→ SET TASK 1: Reproduce the part of the 1970 South Australian election candidates page that opens with the words containing "- Berthold Teusner, MHA" and closes with "Stott, MHA (Ridley)".

→ EXCERPT:
───
= Candidates of the 1970 South Australian state election =

The 1970 South Australian state election was held on 30 May 1970.

==Retiring Members==

===Labor===

- Tom Casey, MHA (Frome)
- Cyril Hutchens, MHA (Hindmarsh)
- Lindsay Riches, MHA (Stuart)
- Ron Loveday, MHA (Whyalla)

===Liberal and Country===

- Berthold Teusner, MHA (Angas)
- Ernie Edwards, MHA (Eyre)
- Glen Pearson, MHA (Flinders)
- Bryant Giles, MHA (Gumeracha)
- John Freebairn, MHA (Light)

===Independent===

- Tom Stott, MHA (Ridley)

==House of Assembly==
Sitting members are shown in bold text. Successful candidates are highlighted in the relevant colour. Where there is possible confusion, an asterisk (*) is also used.
───
→ SET TASK 2: Write out the listing word for word, from its first line through the line containing "x=196, y=312", including both ends.

→ AVAILABLE RECORDS:
───
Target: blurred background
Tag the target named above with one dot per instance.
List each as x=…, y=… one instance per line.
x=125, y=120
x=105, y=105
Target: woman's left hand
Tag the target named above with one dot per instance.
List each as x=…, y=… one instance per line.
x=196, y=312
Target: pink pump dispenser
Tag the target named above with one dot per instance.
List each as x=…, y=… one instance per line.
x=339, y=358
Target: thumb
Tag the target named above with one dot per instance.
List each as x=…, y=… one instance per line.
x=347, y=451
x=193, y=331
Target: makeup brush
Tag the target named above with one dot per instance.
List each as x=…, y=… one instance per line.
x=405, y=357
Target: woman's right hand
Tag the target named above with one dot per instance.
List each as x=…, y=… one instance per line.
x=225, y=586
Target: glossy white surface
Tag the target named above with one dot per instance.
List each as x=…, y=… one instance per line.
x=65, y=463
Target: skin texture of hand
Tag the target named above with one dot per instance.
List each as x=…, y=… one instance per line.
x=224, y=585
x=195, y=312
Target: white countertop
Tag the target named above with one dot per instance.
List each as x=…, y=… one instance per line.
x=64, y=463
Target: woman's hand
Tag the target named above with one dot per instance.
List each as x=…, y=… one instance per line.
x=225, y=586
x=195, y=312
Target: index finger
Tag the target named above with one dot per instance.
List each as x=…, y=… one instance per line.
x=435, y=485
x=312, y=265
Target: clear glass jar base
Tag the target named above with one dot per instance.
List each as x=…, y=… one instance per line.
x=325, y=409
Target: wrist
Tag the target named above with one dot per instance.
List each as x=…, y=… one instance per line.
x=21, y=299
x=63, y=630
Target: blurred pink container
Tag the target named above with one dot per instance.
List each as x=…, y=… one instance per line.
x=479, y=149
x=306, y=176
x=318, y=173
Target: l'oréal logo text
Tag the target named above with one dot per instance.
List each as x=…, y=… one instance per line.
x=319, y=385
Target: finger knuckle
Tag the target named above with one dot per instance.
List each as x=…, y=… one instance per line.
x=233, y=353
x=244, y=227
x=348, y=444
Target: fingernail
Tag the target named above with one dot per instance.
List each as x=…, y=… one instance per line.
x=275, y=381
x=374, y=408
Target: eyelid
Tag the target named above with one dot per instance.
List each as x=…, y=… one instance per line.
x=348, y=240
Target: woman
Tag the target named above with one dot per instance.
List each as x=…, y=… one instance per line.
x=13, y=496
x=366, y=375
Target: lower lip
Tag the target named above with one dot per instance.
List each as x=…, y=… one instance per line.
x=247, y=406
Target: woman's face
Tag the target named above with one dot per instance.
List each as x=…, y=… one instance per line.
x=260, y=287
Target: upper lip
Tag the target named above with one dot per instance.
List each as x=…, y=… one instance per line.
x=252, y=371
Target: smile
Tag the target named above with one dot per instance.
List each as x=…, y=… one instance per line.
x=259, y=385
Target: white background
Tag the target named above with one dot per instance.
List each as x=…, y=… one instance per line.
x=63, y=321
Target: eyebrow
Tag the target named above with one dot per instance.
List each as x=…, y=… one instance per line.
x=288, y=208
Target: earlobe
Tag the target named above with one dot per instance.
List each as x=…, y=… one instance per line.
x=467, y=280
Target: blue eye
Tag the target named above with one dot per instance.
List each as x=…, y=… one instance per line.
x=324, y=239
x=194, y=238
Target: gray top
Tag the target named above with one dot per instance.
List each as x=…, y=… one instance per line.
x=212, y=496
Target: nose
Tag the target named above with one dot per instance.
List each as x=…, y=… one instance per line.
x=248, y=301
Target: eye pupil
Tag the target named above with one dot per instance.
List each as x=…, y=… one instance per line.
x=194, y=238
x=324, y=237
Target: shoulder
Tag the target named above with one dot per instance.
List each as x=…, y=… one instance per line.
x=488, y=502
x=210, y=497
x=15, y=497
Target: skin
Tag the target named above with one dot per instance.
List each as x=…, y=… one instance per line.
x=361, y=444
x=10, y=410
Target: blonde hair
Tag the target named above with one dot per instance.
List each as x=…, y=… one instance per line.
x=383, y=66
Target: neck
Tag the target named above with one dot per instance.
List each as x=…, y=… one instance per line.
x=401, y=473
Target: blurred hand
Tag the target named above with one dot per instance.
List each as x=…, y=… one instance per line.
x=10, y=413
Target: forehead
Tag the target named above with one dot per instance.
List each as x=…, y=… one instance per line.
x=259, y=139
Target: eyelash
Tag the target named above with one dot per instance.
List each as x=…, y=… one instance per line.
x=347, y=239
───
→ ANSWER 1:
- Berthold Teusner, MHA (Angas)
- Ernie Edwards, MHA (Eyre)
- Glen Pearson, MHA (Flinders)
- Bryant Giles, MHA (Gumeracha)
- John Freebairn, MHA (Light)

===Independent===

- Tom Stott, MHA (Ridley)

→ ANSWER 2:
Target: blurred background
Tag the target named above with one dot per instance.
List each as x=…, y=… one instance per line.
x=125, y=120
x=105, y=105
Target: woman's left hand
Tag the target named above with one dot per instance.
List each as x=…, y=… one instance per line.
x=196, y=312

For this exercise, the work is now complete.